**YOUR INSTRUCTIONS**
Set down the entries below once more, precisely as they stand.

**INFORMATION PROVIDED**
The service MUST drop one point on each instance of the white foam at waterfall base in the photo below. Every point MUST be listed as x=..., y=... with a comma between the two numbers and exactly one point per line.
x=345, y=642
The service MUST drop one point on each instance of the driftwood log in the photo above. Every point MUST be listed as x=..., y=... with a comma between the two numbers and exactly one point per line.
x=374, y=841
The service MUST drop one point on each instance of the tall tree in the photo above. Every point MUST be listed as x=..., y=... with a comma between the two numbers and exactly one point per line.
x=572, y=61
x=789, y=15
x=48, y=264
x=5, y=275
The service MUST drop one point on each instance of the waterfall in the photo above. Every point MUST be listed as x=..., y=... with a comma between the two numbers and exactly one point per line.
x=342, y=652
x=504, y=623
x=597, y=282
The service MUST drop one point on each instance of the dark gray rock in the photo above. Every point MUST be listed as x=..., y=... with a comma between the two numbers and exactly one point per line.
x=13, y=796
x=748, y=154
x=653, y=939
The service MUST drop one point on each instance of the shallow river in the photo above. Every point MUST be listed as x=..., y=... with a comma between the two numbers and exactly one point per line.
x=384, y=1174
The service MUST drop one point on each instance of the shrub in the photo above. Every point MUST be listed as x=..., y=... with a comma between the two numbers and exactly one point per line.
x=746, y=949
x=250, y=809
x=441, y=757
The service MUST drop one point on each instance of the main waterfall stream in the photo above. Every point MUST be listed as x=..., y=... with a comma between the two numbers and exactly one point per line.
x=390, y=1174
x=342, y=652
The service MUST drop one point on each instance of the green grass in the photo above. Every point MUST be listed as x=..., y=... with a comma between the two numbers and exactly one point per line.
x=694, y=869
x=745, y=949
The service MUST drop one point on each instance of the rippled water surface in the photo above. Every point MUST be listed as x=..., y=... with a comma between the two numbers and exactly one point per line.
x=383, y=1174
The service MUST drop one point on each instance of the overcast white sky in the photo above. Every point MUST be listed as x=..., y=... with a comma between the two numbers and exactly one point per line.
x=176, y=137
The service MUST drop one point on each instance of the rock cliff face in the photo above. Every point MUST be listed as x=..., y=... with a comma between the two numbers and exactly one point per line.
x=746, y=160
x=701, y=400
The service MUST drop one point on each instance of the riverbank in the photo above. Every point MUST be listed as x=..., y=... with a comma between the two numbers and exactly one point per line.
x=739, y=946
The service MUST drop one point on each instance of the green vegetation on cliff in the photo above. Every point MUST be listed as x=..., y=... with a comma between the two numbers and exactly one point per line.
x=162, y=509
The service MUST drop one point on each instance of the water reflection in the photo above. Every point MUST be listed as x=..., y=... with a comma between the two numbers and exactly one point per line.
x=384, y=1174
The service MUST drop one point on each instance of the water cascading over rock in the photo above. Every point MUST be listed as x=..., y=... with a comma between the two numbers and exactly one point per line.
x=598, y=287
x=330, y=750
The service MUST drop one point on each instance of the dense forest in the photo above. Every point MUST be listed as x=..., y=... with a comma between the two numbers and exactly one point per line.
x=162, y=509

**ANSWER SPACE**
The service MUST drop one point on each instance of the white foam at waterfall base in the photo below. Every point MUST be listed as x=..., y=... with a comma between the two numbers and exactly one point per line.
x=345, y=642
The service MUST drop one point on each instance of the driftwood log in the photo above. Every point MUST be listed as x=..., y=... with a comma between the two numbers and exactly one point per line.
x=374, y=841
The service MUST drop one point on each instance of the tall tree in the photo above. Every point MUST be listed as x=..., y=... with a comma between the two numbers and exactly one point per line.
x=572, y=61
x=789, y=15
x=48, y=264
x=5, y=275
The service MUST drop one point on each instance of the waterfall in the photo above. Every point MUST be listed as x=..., y=... with a comma between the two numbers and exactly one point per line.
x=342, y=652
x=504, y=623
x=597, y=282
The service MUST drop one point on each instance of the dark gray rock in the photo above. Every point MUST be listed as x=..., y=... with a comma between the two numbers and exactly one point per line.
x=13, y=796
x=748, y=154
x=653, y=939
The service MUST drop one point on each instance of the shallow river in the photo above. Every point MUST be listed as x=..., y=... with a comma between the two numbers and exactly one point per line.
x=384, y=1174
The service MUST drop one point on each instance of the shrub in the photo above. Every point MUST be listed as x=..., y=... with a comma between the two numbers and exactly one point per line.
x=746, y=949
x=250, y=809
x=441, y=757
The service MUST drop one point on each instance of the main waterfall stream in the photo above. Every point MUST be listed as x=..., y=... with a comma between the two numbers and exactly one point per line.
x=390, y=1174
x=342, y=652
The service MUST drop one point on each instance of the green grass in the photo above. Every point MUST be listed as x=..., y=... with a comma between the two numbers and exactly one point per line.
x=694, y=869
x=745, y=949
The service MUST drop one point on each instance of the rippled water surface in the photo above. Every point MUST be listed as x=..., y=... with a comma between the two numbers and exactly one point per line.
x=383, y=1174
The service MUST drop one point on each instance of the overcast white sky in the photo above. Every point MUST be listed as x=..., y=... with a comma between the two numbers and exactly one point per line.
x=176, y=137
The service MUST drop one point on each instance of the rock cliff face in the photo above. Every point MUST be listed as x=..., y=... with a comma between the two numbers and exactly one point per line.
x=746, y=160
x=701, y=400
The service MUST drop one point on each instance of the riverbank in the photo above. Every point MUST be listed as x=..., y=... with a comma between the two numbers and exactly one point per line.
x=739, y=946
The service MUST drop one point on each instance of the green vegetation on cliff in the photo above. Every point MUST be listed as x=..., y=... with a comma between the two numbers and exactly one point per line.
x=162, y=509
The service MUST drop one point on each instance of the water reflection in the photo above. Every point MUST be listed as x=..., y=... with a comma between the two numbers and exactly one point per line.
x=384, y=1174
The service MUST drop one point on each instance of the water cascading over rock in the photo above. Every point MUST be listed as x=..., y=... with a comma between the two numbers and exactly one point per line.
x=598, y=287
x=330, y=750
The service MUST drop one point on each instance of the dense forest in the photo above. Every point MUST be listed as x=..., y=... with a comma between the two numbers and exactly one point per line.
x=162, y=509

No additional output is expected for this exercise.